*Exercise brief*
Replicate the data exactly, every line included.

*Task data*
★ ★ ★ ★ ★
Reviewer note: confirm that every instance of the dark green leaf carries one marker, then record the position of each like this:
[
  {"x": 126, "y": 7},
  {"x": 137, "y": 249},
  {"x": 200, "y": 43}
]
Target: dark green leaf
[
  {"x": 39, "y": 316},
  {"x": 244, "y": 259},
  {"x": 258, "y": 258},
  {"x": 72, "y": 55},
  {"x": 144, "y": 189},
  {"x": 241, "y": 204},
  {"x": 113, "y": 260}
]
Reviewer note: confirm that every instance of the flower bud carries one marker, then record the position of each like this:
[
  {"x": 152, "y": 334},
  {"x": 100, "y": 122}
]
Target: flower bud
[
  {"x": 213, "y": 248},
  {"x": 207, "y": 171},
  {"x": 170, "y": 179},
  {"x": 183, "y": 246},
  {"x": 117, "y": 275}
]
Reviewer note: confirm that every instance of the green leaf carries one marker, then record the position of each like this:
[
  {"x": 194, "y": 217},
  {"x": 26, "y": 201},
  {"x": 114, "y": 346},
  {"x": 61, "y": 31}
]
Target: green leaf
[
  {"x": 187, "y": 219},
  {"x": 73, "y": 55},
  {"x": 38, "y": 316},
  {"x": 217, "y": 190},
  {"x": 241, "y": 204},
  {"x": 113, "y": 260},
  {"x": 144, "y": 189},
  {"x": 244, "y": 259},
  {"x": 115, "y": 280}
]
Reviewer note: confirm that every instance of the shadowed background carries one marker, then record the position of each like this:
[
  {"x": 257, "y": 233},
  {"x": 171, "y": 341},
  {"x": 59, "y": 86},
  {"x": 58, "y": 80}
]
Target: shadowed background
★ ★ ★ ★ ★
*Solution to this exercise*
Reviewer note: confirm that every instance of the dark green leaf carries one marker, then record the position of each like this:
[
  {"x": 126, "y": 7},
  {"x": 137, "y": 249},
  {"x": 200, "y": 43}
]
Target: dark green leaf
[
  {"x": 39, "y": 316},
  {"x": 244, "y": 259},
  {"x": 258, "y": 258},
  {"x": 72, "y": 55},
  {"x": 144, "y": 189},
  {"x": 241, "y": 204},
  {"x": 113, "y": 260}
]
Reviewer note: confirm that every instance of the flower bud carries one marker, then record the position of each like this:
[
  {"x": 152, "y": 334},
  {"x": 100, "y": 122}
]
Target: flower bud
[
  {"x": 213, "y": 248},
  {"x": 207, "y": 171},
  {"x": 170, "y": 179},
  {"x": 183, "y": 246},
  {"x": 117, "y": 275}
]
Reviewer note: confirm that every instance of the green leaf carries one marker, then record the position of each like this:
[
  {"x": 194, "y": 217},
  {"x": 26, "y": 201},
  {"x": 114, "y": 346},
  {"x": 61, "y": 31}
]
Target: green leaf
[
  {"x": 187, "y": 219},
  {"x": 73, "y": 55},
  {"x": 38, "y": 316},
  {"x": 217, "y": 190},
  {"x": 241, "y": 204},
  {"x": 113, "y": 260},
  {"x": 144, "y": 189},
  {"x": 244, "y": 259},
  {"x": 115, "y": 280}
]
Reviewer note: confirm that every instance of the shadowed background carries one marker, then record the position of each like this:
[
  {"x": 257, "y": 233},
  {"x": 171, "y": 341},
  {"x": 59, "y": 86},
  {"x": 58, "y": 80}
]
Target: shadowed background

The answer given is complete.